= TAREFAS =
A. Transcreva o trecho do texto sobre regularização de empresas que começa em "A intenção desta" e termina em "ao controle sanitário.".
B. Extraia dos registros cada linha que contenha a palavra "bicycle".

= TEXTO =
· · ·
Regularizar uma empresa envolve diversas etapas para adequação leis, normas e procedimentos, especialmente para quem é do setor regulado e encara pela primeira vez o universo das normas e exigências sanitárias.
Não é à toa que a regularização de empresas ainda assusta: além de enfrentar regras municipais, estaduais e federais, é preciso lidar com prazos, passar por inspeções, atender uma série de exigências e entender termos técnicos que antes eram desconhecidos, que muitas vezes intimidam e criam uma sensação de que a regulamentação é um obstáculo impossível de superar.
De fato, o caminho regulatório nem sempre é simples, mas com o conhecimento técnico adequado, é possível enfrentar esse processo com mais segurança e clareza.
A intenção desta matéria é esclarecer alguns termos técnicos e apresentar um panorama geral dos principais passos para regularizar uma empresa da área de alimentos junto aos órgãos sanitários, com enfoque nos processos de vigilância sanitária e à ANVISA.
Glossário regulatório
Antes de tratarmos do processo em si, é importante esclarecer alguns conceitos essenciais. Muitos dos termos usados no universo regulatório podem parecer complicados, mas fazem parte do dia a dia de estabelecimentos de diferentes portes. Confira alguns exemplos:
- Setor regulado: É a parcela do setor produtivo (indústria, comércio e serviços) sujeito ao controle de algum órgão regulatório. No caso da VISA, o setor regulado engloba indústrias, comércios e serviços sujeitos ao controle sanitário.
- Vigilância sanitária: Conjunto de ações capaz de eliminar, diminuir ou prevenir riscos à saúde e de intervir nos problemas sanitários decorrentes do meio ambiente, da produção e circulação de bens e da prestação de serviços de interesse da saúde.
· · ·
= Registros de anotação de coordenadas =

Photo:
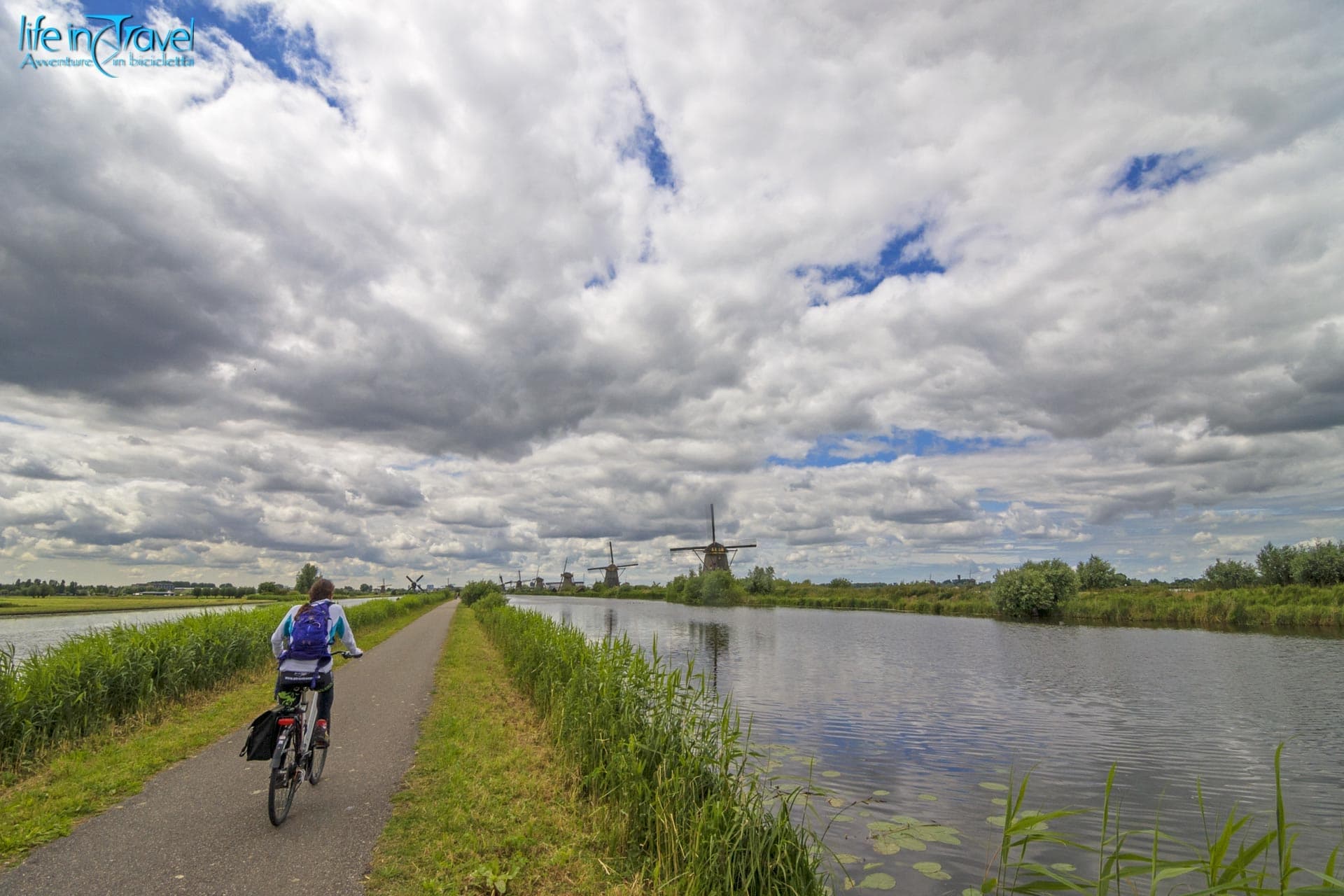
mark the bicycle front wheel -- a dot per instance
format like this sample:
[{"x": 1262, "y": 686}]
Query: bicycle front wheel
· · ·
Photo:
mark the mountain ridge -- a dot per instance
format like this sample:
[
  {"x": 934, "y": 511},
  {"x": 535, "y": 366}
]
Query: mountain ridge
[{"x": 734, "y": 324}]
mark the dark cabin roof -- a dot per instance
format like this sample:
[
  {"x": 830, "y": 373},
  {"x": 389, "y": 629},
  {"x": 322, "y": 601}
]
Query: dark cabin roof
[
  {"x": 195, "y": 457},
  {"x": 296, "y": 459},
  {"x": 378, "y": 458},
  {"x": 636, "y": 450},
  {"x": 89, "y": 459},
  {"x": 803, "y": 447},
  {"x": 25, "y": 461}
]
· · ·
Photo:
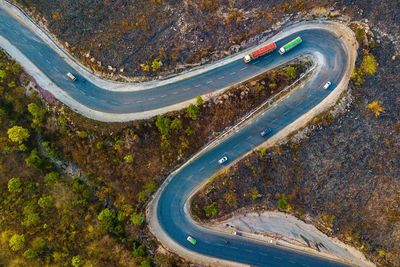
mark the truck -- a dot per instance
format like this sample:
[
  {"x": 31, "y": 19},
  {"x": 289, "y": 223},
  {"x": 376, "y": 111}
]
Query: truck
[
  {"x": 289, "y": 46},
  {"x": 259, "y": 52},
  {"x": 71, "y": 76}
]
· · ·
= SAÍDAS ESPERADAS =
A.
A intenção desta matéria é esclarecer alguns termos técnicos e apresentar um panorama geral dos principais passos para regularizar uma empresa da área de alimentos junto aos órgãos sanitários, com enfoque nos processos de vigilância sanitária e à ANVISA.
Glossário regulatório
Antes de tratarmos do processo em si, é importante esclarecer alguns conceitos essenciais. Muitos dos termos usados no universo regulatório podem parecer complicados, mas fazem parte do dia a dia de estabelecimentos de diferentes portes. Confira alguns exemplos:
- Setor regulado: É a parcela do setor produtivo (indústria, comércio e serviços) sujeito ao controle de algum órgão regulatório. No caso da VISA, o setor regulado engloba indústrias, comércios e serviços sujeitos ao controle sanitário.

B.
mark the bicycle front wheel -- a dot per instance
Query: bicycle front wheel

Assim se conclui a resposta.